[Start of section]

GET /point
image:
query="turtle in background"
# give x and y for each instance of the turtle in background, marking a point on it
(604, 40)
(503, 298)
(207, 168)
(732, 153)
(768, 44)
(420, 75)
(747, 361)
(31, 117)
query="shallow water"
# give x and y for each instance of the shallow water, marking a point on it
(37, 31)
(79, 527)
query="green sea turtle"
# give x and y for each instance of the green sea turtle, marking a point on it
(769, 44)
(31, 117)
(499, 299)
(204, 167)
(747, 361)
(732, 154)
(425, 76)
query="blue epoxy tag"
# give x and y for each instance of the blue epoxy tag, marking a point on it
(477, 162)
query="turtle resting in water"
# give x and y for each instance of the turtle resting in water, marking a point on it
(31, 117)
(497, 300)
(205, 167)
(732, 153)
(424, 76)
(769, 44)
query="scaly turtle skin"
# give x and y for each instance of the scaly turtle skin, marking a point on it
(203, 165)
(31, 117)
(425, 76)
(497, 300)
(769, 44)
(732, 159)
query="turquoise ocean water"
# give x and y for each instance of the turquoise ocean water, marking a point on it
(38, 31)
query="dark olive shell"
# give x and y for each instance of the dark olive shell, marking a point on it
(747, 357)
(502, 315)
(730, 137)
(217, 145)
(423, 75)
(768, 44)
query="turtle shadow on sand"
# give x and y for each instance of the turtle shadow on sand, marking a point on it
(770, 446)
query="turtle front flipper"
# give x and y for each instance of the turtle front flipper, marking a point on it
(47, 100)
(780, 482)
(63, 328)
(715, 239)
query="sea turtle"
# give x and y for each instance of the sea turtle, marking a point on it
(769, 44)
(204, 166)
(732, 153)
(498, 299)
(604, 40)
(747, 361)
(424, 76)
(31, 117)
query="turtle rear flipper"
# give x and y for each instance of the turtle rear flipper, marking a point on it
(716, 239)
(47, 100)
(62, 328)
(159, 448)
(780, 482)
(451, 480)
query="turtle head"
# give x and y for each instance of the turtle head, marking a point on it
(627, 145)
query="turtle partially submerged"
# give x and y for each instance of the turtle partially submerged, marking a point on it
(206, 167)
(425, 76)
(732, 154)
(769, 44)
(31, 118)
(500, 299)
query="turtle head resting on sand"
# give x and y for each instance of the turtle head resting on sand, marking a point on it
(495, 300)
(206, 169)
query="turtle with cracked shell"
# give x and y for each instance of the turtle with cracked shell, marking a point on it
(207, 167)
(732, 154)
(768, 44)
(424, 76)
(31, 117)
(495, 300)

[End of section]

Reproduce the listing exactly. Every line stays as it is.

Solution below:
GET /point
image:
query="turtle in background"
# give x and y for each instance of the turtle in background, marking a point on it
(604, 40)
(503, 298)
(207, 168)
(732, 153)
(768, 44)
(420, 75)
(747, 361)
(31, 117)
query="shallow water"
# give x and y for each instance of the shallow water, marking a point on it
(37, 31)
(79, 527)
query="green sea turtle"
# give x and y for each instance of the green sea turtle, marking a point on it
(769, 44)
(31, 117)
(499, 299)
(204, 167)
(747, 361)
(732, 154)
(425, 76)
query="blue epoxy tag"
# give x and y for each instance of the blue epoxy tag, marking a point on it
(477, 162)
query="turtle resting in water"
# give x and y for each instance of the turtle resting in water, marking a point on it
(31, 117)
(497, 300)
(205, 167)
(732, 153)
(424, 76)
(769, 44)
query="scaly turtle skin"
# give x and y for each instance of the scaly turtle skin, marking a point on it
(203, 165)
(31, 117)
(425, 76)
(497, 300)
(769, 44)
(732, 159)
query="turquoise ocean water"
# give x and y for each instance of the turquoise ocean water, marking a point on it
(38, 31)
query="dark olive shell"
# give x and y for each instance of the dark olive shell, marking a point on it
(747, 357)
(502, 315)
(730, 137)
(217, 145)
(423, 75)
(768, 44)
query="turtle shadow on sand"
# give x and y for each instance of the turtle shadow on sand, marking a point on it
(770, 446)
query="turtle front flipper"
# give x and y for each instance of the turtle front flipper, marking a point on it
(47, 100)
(780, 482)
(63, 328)
(715, 239)
query="sea turtle"
# give x and y for each instance of the sea turtle, marking a point on it
(769, 44)
(204, 166)
(732, 153)
(498, 299)
(604, 40)
(747, 361)
(424, 76)
(31, 117)
query="turtle rear flipper"
# give x and y for each instance of the turtle rear flipper, marking a point on it
(716, 239)
(47, 100)
(62, 328)
(159, 448)
(780, 482)
(451, 480)
query="turtle head"
# give x and y for each instance of the turtle head, marking a point on it
(627, 145)
query="turtle partially submerged"
# give x and y for each instance of the turtle partially submerged, marking a point on it
(206, 167)
(425, 76)
(732, 154)
(769, 44)
(31, 118)
(500, 299)
query="turtle head resting on sand"
# give x and y for each instance of the turtle head resting on sand, marking a point on it
(495, 300)
(206, 169)
query="turtle with cracked shell"
# give x and y for each instance of the turtle with cracked shell, marking a point on it
(207, 167)
(732, 154)
(768, 44)
(424, 76)
(31, 117)
(495, 300)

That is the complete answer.